Thanks for the feedback! This is much better.
> 
> (It looks like we're missing documentation for
> TARGET_HAS_FMV_TARGET_ATTRIBUTE though.)

Good spot.
I will submit some documentation for that separately.
> 
> > +@end deftypefn
> > +
> >  @deftypefn {Target Hook} bool TARGET_CAN_INLINE_P (tree @var{caller}, tree 
> > @var{callee})
> >  This target hook returns @code{false} if the @var{caller} function
> >  cannot inline @var{callee}, based on target specific information.  By
> > diff --git a/gcc/doc/tm.texi.in b/gcc/doc/tm.texi.in
> > index eaab62652a7..99f47cb9d78 100644
> > --- a/gcc/doc/tm.texi.in
> > +++ b/gcc/doc/tm.texi.in
> > @@ -7132,6 +7132,8 @@ with the target specific attributes.  The default 
> > value is @code{','}.

**STATED TASK A:**
Answer these questions about the GCC patch discussion, one answer per line, marked the same way:
(i) Which hook is said to be missing documentation?
(ii) Which file does the diff modify?
(iii) According to the hook description, when does TARGET_CAN_INLINE_P return false?
The text and the records are unrelated to each other.

**STORED RECORDS:**

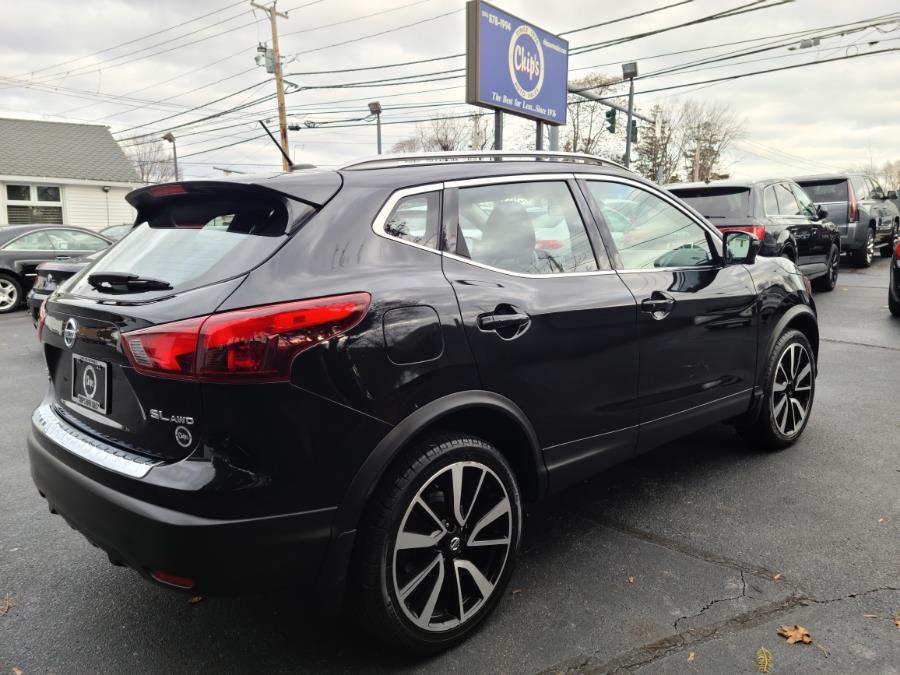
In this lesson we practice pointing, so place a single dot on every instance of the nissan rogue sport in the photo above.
(352, 379)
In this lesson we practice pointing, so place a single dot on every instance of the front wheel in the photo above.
(439, 543)
(790, 385)
(827, 282)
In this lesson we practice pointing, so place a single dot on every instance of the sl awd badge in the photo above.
(183, 436)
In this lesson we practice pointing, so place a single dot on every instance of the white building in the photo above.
(62, 173)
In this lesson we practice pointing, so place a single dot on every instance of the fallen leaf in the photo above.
(794, 634)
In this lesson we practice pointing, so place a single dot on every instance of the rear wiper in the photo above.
(122, 282)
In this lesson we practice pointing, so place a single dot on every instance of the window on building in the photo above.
(33, 204)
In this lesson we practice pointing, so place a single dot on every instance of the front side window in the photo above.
(36, 241)
(648, 231)
(416, 219)
(527, 228)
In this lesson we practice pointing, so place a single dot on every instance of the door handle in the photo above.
(658, 303)
(501, 321)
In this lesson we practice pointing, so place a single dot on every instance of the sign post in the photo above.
(514, 66)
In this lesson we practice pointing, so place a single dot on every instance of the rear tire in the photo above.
(788, 393)
(828, 281)
(438, 543)
(10, 293)
(862, 257)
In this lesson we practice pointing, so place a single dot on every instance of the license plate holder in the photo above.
(90, 383)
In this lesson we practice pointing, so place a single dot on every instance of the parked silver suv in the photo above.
(863, 212)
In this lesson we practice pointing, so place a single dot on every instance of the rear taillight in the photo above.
(852, 207)
(758, 231)
(257, 344)
(42, 318)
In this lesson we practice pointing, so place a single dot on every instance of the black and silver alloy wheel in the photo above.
(792, 390)
(10, 294)
(438, 544)
(452, 546)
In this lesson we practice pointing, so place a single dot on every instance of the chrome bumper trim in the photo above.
(91, 449)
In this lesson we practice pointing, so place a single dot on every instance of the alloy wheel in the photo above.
(452, 546)
(9, 295)
(792, 390)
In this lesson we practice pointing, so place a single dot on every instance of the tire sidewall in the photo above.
(789, 338)
(465, 449)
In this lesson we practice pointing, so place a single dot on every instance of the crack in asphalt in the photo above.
(645, 655)
(710, 604)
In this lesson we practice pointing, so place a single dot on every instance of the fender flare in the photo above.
(369, 474)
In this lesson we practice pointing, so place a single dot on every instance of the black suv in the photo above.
(353, 378)
(780, 214)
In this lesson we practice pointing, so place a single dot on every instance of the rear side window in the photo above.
(826, 191)
(716, 203)
(416, 219)
(189, 241)
(529, 228)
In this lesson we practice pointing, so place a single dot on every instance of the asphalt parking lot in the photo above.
(687, 559)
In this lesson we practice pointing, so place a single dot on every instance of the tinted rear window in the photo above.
(826, 191)
(718, 202)
(190, 241)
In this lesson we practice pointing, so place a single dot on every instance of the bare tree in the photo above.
(446, 133)
(152, 159)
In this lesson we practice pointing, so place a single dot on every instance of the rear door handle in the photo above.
(658, 302)
(501, 321)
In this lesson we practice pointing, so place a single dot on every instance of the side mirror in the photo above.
(740, 248)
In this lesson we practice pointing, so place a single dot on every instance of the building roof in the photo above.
(62, 150)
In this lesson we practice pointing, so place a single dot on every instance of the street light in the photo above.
(169, 136)
(375, 109)
(629, 72)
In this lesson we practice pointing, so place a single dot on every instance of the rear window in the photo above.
(826, 191)
(718, 202)
(191, 241)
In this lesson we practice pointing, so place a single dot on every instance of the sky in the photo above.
(146, 67)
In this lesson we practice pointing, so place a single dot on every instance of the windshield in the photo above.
(826, 191)
(190, 241)
(718, 202)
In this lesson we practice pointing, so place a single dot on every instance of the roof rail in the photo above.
(405, 159)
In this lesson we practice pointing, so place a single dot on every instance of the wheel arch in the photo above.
(485, 414)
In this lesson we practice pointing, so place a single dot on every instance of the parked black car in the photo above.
(48, 278)
(864, 214)
(894, 281)
(780, 214)
(24, 247)
(353, 378)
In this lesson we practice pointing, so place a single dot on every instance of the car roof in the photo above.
(728, 183)
(9, 232)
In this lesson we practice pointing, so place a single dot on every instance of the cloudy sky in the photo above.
(144, 67)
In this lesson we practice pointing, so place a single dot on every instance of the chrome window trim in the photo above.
(90, 449)
(381, 219)
(673, 202)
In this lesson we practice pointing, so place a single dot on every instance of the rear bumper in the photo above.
(222, 556)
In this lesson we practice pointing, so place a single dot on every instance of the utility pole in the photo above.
(279, 83)
(629, 71)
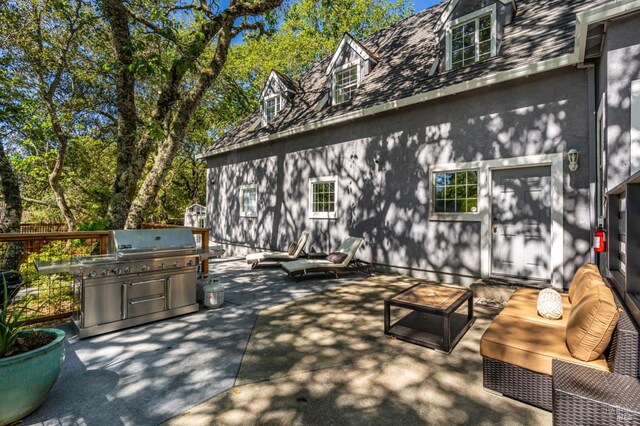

**STATED TASK B:**
Count the lines of the records that contain the string "roof". Give only the number.

**TASK SOLUTION A:**
(i) TARGET_HAS_FMV_TARGET_ATTRIBUTE
(ii) gcc/doc/tm.texi.in
(iii) When the caller function cannot inline the callee, based on target-specific information.

**TASK SOLUTION B:**
3